Copy every entry exactly as given, minus the images.

BEGIN DATA EXTRACT

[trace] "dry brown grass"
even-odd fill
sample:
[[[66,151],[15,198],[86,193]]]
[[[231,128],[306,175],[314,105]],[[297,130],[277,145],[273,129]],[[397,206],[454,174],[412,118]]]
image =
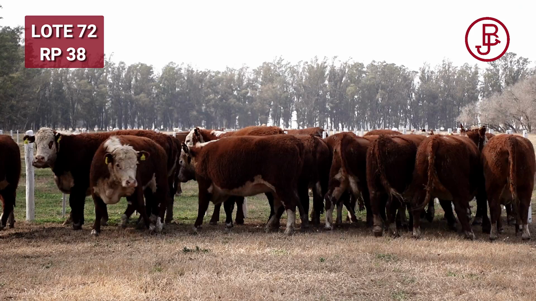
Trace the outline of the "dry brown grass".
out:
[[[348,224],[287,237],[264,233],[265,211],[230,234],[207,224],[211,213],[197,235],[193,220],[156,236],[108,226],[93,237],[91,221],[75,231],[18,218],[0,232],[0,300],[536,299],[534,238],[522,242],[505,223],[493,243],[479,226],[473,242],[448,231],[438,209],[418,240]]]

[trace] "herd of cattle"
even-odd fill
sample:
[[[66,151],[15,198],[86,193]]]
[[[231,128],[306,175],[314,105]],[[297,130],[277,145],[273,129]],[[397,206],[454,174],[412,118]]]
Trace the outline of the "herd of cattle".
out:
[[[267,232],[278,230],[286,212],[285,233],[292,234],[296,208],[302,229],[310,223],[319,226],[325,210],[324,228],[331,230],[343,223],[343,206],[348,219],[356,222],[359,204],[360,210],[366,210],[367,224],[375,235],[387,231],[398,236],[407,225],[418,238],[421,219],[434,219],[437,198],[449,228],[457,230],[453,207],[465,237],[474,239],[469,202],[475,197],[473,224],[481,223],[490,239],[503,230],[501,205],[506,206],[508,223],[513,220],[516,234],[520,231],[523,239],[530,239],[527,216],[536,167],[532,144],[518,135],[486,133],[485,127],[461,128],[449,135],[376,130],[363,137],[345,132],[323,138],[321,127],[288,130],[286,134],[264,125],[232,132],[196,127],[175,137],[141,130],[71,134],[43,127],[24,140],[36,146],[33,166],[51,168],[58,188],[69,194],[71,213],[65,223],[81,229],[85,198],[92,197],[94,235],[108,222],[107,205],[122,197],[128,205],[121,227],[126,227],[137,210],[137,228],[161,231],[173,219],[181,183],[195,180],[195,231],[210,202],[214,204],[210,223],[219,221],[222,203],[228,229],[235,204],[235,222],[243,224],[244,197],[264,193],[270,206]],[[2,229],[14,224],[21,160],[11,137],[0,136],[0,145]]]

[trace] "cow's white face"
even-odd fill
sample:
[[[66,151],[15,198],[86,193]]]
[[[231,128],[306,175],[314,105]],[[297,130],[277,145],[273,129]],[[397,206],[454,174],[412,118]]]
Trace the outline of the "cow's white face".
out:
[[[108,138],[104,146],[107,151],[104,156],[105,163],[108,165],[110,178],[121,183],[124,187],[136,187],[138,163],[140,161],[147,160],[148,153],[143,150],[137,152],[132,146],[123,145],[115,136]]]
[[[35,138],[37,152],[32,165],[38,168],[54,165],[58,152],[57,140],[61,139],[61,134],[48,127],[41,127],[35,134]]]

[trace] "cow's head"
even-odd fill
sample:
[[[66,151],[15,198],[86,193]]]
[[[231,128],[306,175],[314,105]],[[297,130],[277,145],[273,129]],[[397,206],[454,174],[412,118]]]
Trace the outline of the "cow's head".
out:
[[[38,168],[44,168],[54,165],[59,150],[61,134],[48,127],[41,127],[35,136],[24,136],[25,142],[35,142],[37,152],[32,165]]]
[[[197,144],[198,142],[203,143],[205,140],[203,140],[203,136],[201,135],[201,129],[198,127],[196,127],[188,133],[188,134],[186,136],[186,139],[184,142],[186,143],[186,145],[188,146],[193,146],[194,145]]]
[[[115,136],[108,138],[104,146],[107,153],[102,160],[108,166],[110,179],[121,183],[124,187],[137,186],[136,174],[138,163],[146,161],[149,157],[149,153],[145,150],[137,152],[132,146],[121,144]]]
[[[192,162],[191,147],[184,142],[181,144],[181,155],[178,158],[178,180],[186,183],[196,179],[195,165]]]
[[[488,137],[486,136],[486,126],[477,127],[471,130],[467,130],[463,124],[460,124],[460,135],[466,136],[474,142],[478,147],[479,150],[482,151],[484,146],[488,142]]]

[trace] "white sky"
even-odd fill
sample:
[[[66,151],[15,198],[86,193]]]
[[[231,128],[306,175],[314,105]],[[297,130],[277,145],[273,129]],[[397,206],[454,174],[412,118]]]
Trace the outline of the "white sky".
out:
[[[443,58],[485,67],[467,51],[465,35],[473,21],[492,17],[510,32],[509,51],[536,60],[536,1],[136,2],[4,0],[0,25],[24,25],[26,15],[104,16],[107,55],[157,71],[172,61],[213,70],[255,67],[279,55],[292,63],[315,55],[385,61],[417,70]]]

END DATA EXTRACT

- [FINAL RESULT]:
[trace] "dry brown grass"
even-odd fill
sample:
[[[66,151],[15,198],[86,193]]]
[[[231,128],[306,175],[314,105]],[[297,130],[277,145],[273,129]],[[397,206],[454,174],[412,118]]]
image =
Trace the outline of the "dry brown grass".
out:
[[[348,224],[287,237],[264,233],[265,211],[230,234],[207,224],[211,213],[197,235],[193,220],[156,236],[108,226],[93,237],[91,221],[75,231],[18,218],[0,232],[0,300],[536,299],[534,238],[522,242],[505,223],[493,243],[479,226],[473,242],[448,231],[438,209],[418,240]]]

[trace] "herd of cattle"
even-odd fill
sample:
[[[66,151],[15,198],[86,193]]]
[[[231,128],[306,175],[314,105]],[[297,130],[277,145],[273,129]],[[397,206],[454,174],[412,118]]]
Trace the outline of the "herd of cattle".
out:
[[[267,232],[278,230],[286,212],[285,233],[292,234],[296,208],[302,229],[310,223],[319,226],[325,210],[324,228],[331,230],[343,223],[343,206],[348,219],[356,222],[359,204],[360,210],[366,210],[367,224],[375,235],[387,231],[398,236],[407,225],[418,238],[421,219],[434,219],[437,198],[449,228],[457,230],[453,207],[465,237],[474,239],[469,202],[475,197],[473,224],[481,223],[490,239],[503,230],[501,205],[506,206],[508,223],[513,220],[516,234],[520,231],[523,239],[530,239],[527,216],[536,167],[532,144],[518,135],[486,133],[485,127],[461,128],[449,135],[376,130],[363,137],[345,132],[323,138],[321,127],[288,130],[286,134],[264,125],[232,132],[196,127],[175,137],[141,130],[71,134],[43,127],[24,140],[36,146],[33,166],[51,168],[58,188],[69,194],[71,213],[65,223],[81,229],[85,198],[92,197],[94,235],[108,222],[107,205],[122,197],[128,205],[121,227],[126,227],[137,210],[137,228],[161,231],[173,219],[181,183],[195,180],[195,231],[210,202],[214,204],[210,223],[219,221],[222,203],[228,229],[235,204],[235,222],[243,224],[244,197],[264,193],[270,206]],[[2,229],[14,224],[21,160],[11,137],[0,136],[0,145]]]

[trace] "cow's white face"
even-odd fill
sample:
[[[66,151],[15,198],[86,193]]]
[[[231,128],[306,175],[314,105]],[[297,130],[277,145],[273,129]],[[397,206],[454,174],[412,118]]]
Trace the outline of the "cow's white face".
out:
[[[108,138],[104,146],[107,151],[104,156],[105,163],[108,165],[110,178],[121,183],[124,187],[136,187],[138,163],[140,161],[147,160],[148,153],[143,150],[137,152],[132,146],[123,145],[115,136]]]
[[[35,138],[37,152],[32,165],[38,168],[54,165],[58,152],[57,140],[61,139],[61,134],[48,127],[41,127],[35,134]]]

[trace] "cow's head"
even-odd fill
sample:
[[[66,151],[15,198],[86,193]]]
[[[231,128],[306,175],[314,105]],[[297,130],[277,145],[273,129]],[[397,206],[454,174],[412,118]]]
Trace the outline of the "cow's head".
out:
[[[38,168],[44,168],[54,165],[59,150],[61,134],[48,127],[41,127],[35,136],[24,136],[25,142],[35,142],[37,152],[32,165]]]
[[[197,144],[198,142],[203,143],[205,140],[203,140],[203,136],[201,135],[201,129],[198,127],[196,127],[188,133],[188,134],[186,136],[186,139],[184,142],[186,143],[186,145],[188,146],[193,146],[194,145]]]
[[[115,136],[108,138],[104,146],[107,153],[102,160],[108,166],[110,179],[121,183],[124,187],[137,186],[136,174],[138,163],[146,161],[149,157],[149,153],[145,150],[137,152],[132,146],[121,144]]]
[[[192,162],[191,147],[184,142],[181,144],[181,155],[178,158],[178,180],[186,183],[196,179],[195,165]]]
[[[488,137],[486,136],[486,126],[477,127],[471,130],[467,130],[463,124],[460,124],[460,135],[466,136],[474,142],[478,147],[479,150],[482,151],[484,146],[488,142]]]

[trace] "white sky"
even-odd fill
sample:
[[[66,151],[15,198],[86,193]]]
[[[231,128],[306,175],[314,105]],[[297,130],[277,145],[273,129]],[[397,206],[454,174],[412,118]]]
Trace the outline of the "white sky".
out:
[[[443,58],[485,67],[467,51],[465,35],[473,21],[492,17],[510,32],[509,51],[536,60],[536,1],[136,2],[4,0],[0,25],[24,25],[26,15],[104,16],[107,55],[157,71],[172,61],[213,70],[255,67],[279,55],[292,63],[315,55],[385,61],[417,70]]]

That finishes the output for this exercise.